■ EXERCISE GOAL:
Down to the final line, return the records unchanged.

Stored data
____
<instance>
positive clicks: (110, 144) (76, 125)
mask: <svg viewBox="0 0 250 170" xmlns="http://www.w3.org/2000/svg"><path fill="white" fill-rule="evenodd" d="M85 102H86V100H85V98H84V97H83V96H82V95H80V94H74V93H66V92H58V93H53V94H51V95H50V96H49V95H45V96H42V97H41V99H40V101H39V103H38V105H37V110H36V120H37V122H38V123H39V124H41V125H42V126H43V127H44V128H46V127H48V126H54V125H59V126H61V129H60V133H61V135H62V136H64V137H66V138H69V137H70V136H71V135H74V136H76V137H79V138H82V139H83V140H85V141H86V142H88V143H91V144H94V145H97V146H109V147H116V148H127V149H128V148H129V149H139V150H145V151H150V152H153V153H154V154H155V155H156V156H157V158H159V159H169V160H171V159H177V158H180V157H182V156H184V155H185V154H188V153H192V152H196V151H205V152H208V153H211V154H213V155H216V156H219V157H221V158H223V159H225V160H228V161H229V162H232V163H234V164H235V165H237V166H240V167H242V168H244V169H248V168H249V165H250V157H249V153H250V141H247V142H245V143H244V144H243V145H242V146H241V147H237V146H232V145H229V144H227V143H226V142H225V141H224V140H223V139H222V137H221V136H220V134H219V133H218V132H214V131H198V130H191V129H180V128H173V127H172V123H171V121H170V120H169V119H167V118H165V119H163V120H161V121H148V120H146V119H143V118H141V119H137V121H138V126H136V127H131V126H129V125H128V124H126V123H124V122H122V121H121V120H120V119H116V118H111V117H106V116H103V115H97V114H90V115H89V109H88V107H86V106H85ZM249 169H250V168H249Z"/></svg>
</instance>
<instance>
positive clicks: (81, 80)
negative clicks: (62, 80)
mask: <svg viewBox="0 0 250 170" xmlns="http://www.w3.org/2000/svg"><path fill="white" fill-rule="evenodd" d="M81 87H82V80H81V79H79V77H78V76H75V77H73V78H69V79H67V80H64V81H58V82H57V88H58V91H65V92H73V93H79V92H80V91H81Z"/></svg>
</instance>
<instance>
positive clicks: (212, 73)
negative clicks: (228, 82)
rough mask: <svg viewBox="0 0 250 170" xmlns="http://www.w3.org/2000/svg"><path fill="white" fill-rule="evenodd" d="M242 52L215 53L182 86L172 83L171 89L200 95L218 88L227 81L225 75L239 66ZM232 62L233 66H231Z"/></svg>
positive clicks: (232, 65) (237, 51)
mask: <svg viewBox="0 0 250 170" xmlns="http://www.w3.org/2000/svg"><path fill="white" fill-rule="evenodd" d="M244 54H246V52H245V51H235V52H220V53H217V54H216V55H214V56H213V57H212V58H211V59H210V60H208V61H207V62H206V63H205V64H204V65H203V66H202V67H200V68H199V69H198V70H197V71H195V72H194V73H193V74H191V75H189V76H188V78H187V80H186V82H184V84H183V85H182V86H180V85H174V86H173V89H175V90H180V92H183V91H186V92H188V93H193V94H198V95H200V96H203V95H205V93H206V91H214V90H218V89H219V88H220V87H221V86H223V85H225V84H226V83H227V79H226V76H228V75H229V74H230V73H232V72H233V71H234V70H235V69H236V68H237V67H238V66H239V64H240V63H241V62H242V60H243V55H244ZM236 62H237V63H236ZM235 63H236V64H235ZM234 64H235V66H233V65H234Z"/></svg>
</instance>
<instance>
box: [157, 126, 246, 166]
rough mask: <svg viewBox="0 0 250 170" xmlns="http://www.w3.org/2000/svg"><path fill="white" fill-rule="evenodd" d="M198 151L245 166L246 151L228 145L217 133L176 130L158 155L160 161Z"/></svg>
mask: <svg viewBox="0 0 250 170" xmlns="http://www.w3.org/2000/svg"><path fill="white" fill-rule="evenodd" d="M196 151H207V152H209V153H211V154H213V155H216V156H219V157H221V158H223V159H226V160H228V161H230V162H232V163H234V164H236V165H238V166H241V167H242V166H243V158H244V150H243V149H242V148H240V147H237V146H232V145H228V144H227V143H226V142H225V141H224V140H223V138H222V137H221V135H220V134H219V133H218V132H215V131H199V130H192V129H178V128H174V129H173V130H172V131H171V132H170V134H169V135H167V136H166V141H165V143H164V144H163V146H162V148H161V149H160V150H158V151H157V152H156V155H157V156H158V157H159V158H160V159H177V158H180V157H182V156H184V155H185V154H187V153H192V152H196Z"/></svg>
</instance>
____
■ ANSWER TO THIS TASK:
<instance>
positive clicks: (110, 144) (76, 125)
mask: <svg viewBox="0 0 250 170" xmlns="http://www.w3.org/2000/svg"><path fill="white" fill-rule="evenodd" d="M85 102H86V100H85V98H84V97H83V96H82V95H80V94H74V93H66V92H58V93H53V94H51V95H50V96H49V95H45V96H42V97H41V99H40V101H39V103H38V105H37V110H36V120H37V122H38V123H39V124H41V125H42V126H43V127H44V128H46V127H48V126H54V125H59V126H61V129H60V133H61V135H62V136H64V137H66V138H69V137H70V136H71V135H74V136H76V137H79V138H82V139H83V140H85V141H86V142H88V143H91V144H94V145H97V146H109V147H116V148H127V149H128V148H129V149H139V150H145V151H150V152H153V153H154V154H155V155H156V156H157V158H159V159H169V160H171V159H177V158H180V157H182V156H184V155H185V154H188V153H192V152H196V151H205V152H208V153H211V154H213V155H216V156H219V157H221V158H223V159H225V160H228V161H229V162H232V163H234V164H235V165H237V166H240V167H242V168H244V169H248V168H249V165H250V157H249V153H250V141H247V142H245V143H244V144H243V145H242V146H241V147H237V146H232V145H229V144H227V143H226V142H225V141H224V140H223V139H222V137H221V136H220V134H219V133H218V132H214V131H198V130H191V129H180V128H173V127H172V123H171V121H170V120H169V119H167V118H165V119H163V120H161V121H148V120H146V119H143V118H141V119H137V121H138V126H136V127H131V126H129V125H128V124H126V123H124V122H122V121H121V120H120V119H116V118H111V117H106V116H103V115H97V114H90V115H89V109H88V107H86V106H85ZM249 169H250V168H249Z"/></svg>
</instance>
<instance>
positive clicks: (81, 80)
negative clicks: (62, 80)
mask: <svg viewBox="0 0 250 170" xmlns="http://www.w3.org/2000/svg"><path fill="white" fill-rule="evenodd" d="M81 87H82V80H81V79H79V77H78V76H75V77H73V78H69V79H67V80H64V81H58V82H57V88H58V91H65V92H73V93H79V92H80V91H81Z"/></svg>
</instance>
<instance>
positive clicks: (212, 73)
negative clicks: (228, 82)
rough mask: <svg viewBox="0 0 250 170" xmlns="http://www.w3.org/2000/svg"><path fill="white" fill-rule="evenodd" d="M242 52L215 53L182 86L172 83L171 89L200 95L218 88L227 81L225 75L239 66ZM232 62L233 66H231Z"/></svg>
positive clicks: (232, 65) (237, 51)
mask: <svg viewBox="0 0 250 170" xmlns="http://www.w3.org/2000/svg"><path fill="white" fill-rule="evenodd" d="M244 54H246V52H245V51H235V52H220V53H217V54H216V55H214V56H213V57H212V58H211V59H210V60H208V61H207V62H206V63H205V64H204V65H203V66H202V67H200V68H199V69H198V70H197V71H195V72H194V73H193V74H191V75H189V76H188V78H187V80H186V82H184V84H183V85H182V86H180V85H174V86H173V89H175V90H180V92H183V91H186V92H188V93H193V94H198V95H200V96H203V95H205V93H206V91H214V90H218V89H219V88H220V87H221V86H223V85H225V84H226V83H227V79H226V76H228V75H229V74H230V73H232V72H233V71H234V70H235V69H236V68H237V67H238V66H239V64H240V63H241V62H242V60H243V55H244ZM236 62H237V63H236ZM235 63H236V64H235ZM234 64H235V66H233V65H234Z"/></svg>
</instance>
<instance>
box: [157, 126, 246, 166]
rough mask: <svg viewBox="0 0 250 170" xmlns="http://www.w3.org/2000/svg"><path fill="white" fill-rule="evenodd" d="M198 151L245 166L246 151L228 145L217 133L176 130L158 155L160 161Z"/></svg>
mask: <svg viewBox="0 0 250 170" xmlns="http://www.w3.org/2000/svg"><path fill="white" fill-rule="evenodd" d="M196 151H207V152H209V153H211V154H213V155H216V156H219V157H221V158H223V159H226V160H228V161H230V162H232V163H234V164H236V165H238V166H241V167H242V166H243V158H244V150H243V149H242V148H240V147H237V146H232V145H228V144H227V143H226V142H225V141H224V140H223V138H222V137H221V135H220V134H219V133H218V132H215V131H199V130H192V129H178V128H174V129H173V130H172V131H171V132H170V134H169V135H167V136H166V141H165V143H164V144H163V146H162V148H161V149H160V150H158V151H157V152H156V155H157V156H158V157H159V158H160V159H177V158H180V157H182V156H184V155H185V154H187V153H192V152H196Z"/></svg>
</instance>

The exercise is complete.